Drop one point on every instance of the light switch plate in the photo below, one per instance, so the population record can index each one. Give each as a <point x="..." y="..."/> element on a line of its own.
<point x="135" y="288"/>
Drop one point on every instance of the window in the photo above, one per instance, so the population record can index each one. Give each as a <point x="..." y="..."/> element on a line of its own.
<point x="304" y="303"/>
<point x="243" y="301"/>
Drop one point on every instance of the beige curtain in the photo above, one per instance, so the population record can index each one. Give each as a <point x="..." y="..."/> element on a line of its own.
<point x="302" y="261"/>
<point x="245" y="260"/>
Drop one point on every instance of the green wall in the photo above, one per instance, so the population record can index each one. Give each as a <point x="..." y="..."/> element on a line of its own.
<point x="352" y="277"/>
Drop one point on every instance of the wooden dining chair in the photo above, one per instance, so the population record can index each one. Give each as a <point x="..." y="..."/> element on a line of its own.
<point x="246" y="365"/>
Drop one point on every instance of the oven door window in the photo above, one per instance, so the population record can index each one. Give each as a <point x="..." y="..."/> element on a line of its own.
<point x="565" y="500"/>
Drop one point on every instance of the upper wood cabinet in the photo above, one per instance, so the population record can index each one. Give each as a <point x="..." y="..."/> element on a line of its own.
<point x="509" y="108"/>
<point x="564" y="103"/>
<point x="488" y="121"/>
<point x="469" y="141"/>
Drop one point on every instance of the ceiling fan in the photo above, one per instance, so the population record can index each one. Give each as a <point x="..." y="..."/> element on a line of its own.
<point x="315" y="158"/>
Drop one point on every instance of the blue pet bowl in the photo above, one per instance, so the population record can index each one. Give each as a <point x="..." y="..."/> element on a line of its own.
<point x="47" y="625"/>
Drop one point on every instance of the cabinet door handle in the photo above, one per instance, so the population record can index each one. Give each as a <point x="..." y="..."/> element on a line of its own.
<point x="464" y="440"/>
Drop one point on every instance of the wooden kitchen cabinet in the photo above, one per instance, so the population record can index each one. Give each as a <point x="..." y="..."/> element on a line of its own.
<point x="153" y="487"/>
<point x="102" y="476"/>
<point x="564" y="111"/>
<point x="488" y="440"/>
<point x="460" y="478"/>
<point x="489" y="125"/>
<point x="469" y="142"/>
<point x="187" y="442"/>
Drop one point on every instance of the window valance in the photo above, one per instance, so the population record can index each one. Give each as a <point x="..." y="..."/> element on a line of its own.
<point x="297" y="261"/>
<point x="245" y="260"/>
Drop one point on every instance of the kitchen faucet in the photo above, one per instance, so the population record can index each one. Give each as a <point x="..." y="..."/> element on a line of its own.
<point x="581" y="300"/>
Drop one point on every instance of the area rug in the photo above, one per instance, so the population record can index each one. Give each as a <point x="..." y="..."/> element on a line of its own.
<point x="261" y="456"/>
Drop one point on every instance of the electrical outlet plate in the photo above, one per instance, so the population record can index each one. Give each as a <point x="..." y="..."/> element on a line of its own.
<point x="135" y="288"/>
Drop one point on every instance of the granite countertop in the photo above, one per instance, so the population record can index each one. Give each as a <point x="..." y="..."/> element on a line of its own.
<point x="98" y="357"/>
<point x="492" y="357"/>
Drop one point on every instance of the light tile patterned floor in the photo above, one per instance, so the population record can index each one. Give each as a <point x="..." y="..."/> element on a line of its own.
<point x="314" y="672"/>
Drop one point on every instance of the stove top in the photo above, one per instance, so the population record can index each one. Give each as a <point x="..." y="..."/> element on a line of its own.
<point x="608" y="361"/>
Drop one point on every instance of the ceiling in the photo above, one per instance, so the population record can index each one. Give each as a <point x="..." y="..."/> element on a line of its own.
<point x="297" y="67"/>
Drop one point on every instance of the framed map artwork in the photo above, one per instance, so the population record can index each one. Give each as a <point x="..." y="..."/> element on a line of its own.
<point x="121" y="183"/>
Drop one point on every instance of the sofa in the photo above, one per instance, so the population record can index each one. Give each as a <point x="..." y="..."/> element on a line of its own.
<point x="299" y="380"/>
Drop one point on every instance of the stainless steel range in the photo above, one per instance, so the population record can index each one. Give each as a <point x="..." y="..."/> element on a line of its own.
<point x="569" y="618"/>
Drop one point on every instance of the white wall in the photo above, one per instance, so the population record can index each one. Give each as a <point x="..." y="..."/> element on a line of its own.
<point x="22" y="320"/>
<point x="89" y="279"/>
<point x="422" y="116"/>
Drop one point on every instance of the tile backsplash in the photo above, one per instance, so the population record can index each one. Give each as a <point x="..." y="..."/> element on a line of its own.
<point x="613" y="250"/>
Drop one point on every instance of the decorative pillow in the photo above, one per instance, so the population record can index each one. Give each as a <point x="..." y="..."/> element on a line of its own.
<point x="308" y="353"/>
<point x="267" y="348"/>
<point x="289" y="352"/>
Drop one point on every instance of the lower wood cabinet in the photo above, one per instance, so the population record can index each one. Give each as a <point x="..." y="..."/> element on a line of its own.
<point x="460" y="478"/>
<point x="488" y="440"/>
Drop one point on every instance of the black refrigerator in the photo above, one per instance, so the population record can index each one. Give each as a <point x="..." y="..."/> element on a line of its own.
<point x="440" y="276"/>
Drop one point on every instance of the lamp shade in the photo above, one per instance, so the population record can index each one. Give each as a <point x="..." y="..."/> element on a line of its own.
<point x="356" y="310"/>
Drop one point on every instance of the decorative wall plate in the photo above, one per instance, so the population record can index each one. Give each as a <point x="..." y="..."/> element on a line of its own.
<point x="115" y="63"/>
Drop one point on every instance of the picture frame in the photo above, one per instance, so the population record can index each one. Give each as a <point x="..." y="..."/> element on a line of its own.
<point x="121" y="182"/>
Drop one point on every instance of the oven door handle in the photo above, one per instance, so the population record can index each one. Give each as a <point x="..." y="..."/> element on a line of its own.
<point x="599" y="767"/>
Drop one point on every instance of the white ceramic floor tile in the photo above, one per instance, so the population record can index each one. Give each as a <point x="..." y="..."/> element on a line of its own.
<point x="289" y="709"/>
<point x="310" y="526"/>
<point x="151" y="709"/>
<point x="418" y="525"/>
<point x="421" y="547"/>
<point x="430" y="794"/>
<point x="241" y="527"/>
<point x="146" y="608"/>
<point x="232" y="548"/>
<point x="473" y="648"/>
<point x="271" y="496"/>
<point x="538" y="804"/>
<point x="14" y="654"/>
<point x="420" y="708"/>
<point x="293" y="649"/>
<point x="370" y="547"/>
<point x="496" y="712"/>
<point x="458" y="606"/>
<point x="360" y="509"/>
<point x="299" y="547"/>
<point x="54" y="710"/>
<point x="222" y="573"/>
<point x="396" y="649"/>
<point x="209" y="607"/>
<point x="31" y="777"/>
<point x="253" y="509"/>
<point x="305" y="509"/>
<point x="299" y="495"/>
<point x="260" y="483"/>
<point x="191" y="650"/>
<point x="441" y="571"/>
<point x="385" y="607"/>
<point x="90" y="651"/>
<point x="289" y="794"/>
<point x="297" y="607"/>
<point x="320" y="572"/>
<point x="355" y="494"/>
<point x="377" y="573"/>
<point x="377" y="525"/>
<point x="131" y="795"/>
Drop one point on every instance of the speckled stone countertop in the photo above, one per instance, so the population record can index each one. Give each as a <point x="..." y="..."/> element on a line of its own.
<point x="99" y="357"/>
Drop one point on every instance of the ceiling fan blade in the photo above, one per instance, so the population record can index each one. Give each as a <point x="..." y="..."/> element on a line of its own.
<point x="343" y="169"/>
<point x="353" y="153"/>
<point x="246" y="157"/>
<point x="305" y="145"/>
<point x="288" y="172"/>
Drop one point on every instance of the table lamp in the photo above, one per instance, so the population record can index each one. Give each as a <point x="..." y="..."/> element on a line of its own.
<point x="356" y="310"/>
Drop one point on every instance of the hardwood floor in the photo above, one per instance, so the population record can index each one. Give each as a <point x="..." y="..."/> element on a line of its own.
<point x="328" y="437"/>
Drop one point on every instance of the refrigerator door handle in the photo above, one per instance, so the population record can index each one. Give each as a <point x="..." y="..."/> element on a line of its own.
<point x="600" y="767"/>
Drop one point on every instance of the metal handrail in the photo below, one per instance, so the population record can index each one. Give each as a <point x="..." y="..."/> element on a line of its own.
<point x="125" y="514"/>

○ ○ ○

What to work on ->
Starting at the line that contains "Drop one point on every instance of the speckled", write out every line to the end of the entries, exactly as given.

Expected output ->
Drop one point on every instance of the speckled stone countertop in the photo above, one per instance, so the population record can index each one. Give each as a <point x="..." y="..."/> element on a line of its own.
<point x="99" y="357"/>
Drop one point on every instance of the ceiling fan blade in the photo above, one per instance, so the population record can index each one. Give each as a <point x="..." y="..."/> element on a line of its own.
<point x="343" y="169"/>
<point x="353" y="153"/>
<point x="246" y="157"/>
<point x="305" y="145"/>
<point x="288" y="172"/>
Drop one point on every instance of the table lamp in the photo above, one per instance, so the population record can index each one. Give each as a <point x="..." y="..."/> element on a line of its own.
<point x="356" y="310"/>
Drop one point on every instance of the hardwood floor in the photo above, one per instance, so the population record can index each one. Give each as a <point x="..." y="..."/> element on a line of its own.
<point x="328" y="437"/>
Drop one point on every instance of the refrigerator door handle in the photo above, one per instance, so the population record can index each one. Give each as a <point x="..." y="..."/> element on a line of its own.
<point x="600" y="767"/>
Drop one point on every instance of the metal handrail in the photo below, one per instance, so the population record can index each one. Give each as a <point x="..." y="..."/> element on a line of its own.
<point x="125" y="514"/>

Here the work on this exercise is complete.